:: Text extract ::

What about the rest? Mayorkas explained:

Of the over 60,000 individuals who have been brought into the United States [from Afghanistan]—and I will give you approximate figures and I will verify them, approximately 7 percent have been United States citizens. Approximately 6 percent have been lawful permanent residents. Approximately 3 percent have been individuals who are in receipt of the Special Immigrant Visas. The balance of that population are individuals whose applications have not yet been processed for approval who may qualify as SIVs and have not yet applied, who qualify or would qualify—I should say—as P-1 or P-2 refugees who have been employed by the United States government in Afghanistan and are otherwise vulnerable Afghan nationals, such as journalists, human rights advocates, et cetera.

:::
:: Entries shown ::

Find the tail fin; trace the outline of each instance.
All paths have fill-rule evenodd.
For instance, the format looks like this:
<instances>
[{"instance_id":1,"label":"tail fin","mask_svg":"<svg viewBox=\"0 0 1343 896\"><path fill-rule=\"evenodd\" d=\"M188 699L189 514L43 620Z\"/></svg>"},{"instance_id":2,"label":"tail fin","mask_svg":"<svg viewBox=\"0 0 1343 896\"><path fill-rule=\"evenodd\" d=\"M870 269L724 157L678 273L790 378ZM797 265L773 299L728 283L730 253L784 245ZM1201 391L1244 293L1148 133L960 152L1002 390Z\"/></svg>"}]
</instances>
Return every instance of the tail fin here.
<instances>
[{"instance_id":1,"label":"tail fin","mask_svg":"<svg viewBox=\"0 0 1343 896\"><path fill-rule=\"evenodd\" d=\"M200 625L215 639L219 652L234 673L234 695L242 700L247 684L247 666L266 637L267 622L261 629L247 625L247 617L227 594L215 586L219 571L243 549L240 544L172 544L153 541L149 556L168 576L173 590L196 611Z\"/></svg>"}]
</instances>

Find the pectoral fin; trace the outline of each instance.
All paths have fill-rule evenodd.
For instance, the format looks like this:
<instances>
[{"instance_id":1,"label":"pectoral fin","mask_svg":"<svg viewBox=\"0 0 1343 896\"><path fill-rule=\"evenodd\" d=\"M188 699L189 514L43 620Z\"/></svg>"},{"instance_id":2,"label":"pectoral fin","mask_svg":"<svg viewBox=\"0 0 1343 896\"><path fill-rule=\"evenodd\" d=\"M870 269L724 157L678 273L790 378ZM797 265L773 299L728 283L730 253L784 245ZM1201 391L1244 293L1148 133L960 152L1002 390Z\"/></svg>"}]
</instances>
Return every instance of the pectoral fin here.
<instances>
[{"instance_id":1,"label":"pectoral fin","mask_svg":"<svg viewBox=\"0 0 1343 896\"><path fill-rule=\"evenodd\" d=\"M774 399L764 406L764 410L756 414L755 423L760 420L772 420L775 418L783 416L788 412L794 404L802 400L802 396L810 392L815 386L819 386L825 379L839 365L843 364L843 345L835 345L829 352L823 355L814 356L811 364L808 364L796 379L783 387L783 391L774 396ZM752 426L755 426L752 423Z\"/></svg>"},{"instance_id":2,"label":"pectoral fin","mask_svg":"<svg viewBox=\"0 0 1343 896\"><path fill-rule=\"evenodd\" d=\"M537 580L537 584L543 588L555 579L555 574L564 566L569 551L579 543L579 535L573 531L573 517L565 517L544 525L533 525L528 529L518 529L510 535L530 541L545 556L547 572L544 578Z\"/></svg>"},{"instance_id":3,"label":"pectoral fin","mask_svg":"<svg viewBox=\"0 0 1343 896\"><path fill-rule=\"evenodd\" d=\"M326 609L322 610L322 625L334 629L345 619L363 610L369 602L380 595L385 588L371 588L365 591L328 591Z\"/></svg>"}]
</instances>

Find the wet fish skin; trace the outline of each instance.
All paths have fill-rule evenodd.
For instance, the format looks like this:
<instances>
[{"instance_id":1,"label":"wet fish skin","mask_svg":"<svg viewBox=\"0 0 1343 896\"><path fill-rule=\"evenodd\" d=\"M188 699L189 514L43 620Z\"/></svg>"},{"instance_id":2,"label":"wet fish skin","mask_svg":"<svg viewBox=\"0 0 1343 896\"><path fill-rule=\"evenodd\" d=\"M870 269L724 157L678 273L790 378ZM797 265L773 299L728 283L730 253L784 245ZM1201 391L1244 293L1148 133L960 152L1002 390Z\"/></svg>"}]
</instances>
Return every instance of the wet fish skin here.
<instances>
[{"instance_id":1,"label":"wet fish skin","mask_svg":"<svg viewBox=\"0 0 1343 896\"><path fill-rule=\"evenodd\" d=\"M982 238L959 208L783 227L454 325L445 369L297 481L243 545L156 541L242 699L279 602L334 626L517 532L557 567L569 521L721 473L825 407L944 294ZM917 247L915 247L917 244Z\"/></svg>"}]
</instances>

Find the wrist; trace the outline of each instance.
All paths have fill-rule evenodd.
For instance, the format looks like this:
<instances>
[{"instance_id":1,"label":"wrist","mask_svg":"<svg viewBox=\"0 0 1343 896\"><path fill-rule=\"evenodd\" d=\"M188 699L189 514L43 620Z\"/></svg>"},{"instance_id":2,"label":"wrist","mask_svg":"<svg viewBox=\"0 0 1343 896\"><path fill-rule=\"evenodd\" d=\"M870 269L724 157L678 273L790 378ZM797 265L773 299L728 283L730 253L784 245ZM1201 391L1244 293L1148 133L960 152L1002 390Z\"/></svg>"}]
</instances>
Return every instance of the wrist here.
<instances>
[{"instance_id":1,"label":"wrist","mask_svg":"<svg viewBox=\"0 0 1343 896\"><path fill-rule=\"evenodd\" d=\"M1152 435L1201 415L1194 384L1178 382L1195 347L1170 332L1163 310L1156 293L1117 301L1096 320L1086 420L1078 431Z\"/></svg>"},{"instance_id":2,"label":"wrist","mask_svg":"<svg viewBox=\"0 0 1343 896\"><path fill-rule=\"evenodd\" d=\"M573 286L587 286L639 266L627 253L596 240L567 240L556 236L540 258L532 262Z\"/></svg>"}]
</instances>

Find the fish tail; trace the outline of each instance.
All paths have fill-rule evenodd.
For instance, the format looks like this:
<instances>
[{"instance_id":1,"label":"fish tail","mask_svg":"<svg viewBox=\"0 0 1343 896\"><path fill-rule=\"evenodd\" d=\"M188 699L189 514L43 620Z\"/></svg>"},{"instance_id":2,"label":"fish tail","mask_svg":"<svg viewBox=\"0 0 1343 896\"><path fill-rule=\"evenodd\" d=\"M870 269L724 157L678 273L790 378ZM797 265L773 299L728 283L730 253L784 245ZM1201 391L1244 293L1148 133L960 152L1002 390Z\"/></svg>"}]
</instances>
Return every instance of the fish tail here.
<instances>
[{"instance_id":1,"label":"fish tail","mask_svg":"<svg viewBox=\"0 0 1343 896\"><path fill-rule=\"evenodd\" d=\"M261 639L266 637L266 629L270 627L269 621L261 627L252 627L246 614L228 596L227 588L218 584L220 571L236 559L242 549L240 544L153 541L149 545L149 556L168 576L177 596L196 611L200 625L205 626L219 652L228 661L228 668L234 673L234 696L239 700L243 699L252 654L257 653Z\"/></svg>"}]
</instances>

:::

Aim 1: Summarize the passage on Afghan arrivals in two sentences.
Aim 2: Extend the passage on Afghan arrivals from where it stops.
The records play no part in the work here.

Right answer 1: Of the more than 60,000 individuals brought into the United States from Afghanistan, Mayorkas gave approximate figures of about 7 percent United States citizens, 6 percent lawful permanent residents, and 3 percent Special Immigrant Visa recipients, figures he said he would verify. He described the rest as people whose applications had not yet been processed, including those who may qualify as SIVs but had not yet applied and those who would qualify as P-1 or P-2 refugees.

Right answer 2:
The upshot of this is that over eighty percent of the Afghan evacuees were neither American citizens nor SIV holders. So who are they? No one knows. Certainly Biden’s handlers don’t. Congressman Darrell Issa (R-Calif.) recently discovered that 12,000 of the Afghans who were sent to Camp As Sayliyah in Qatar and then went on to the U.S. were not just “individuals whose applications have not yet been processed for approval,” as Mayorkas put it, but had no identification at all. Issa stated: “They came with nothing. No Afghan I.D., no I.D. of any sorts. Those people were all forwarded on to the U.S., and that’s quite an admission. So many people had no I.D. whatsoever and yet find themselves in the United States today based on what they said.”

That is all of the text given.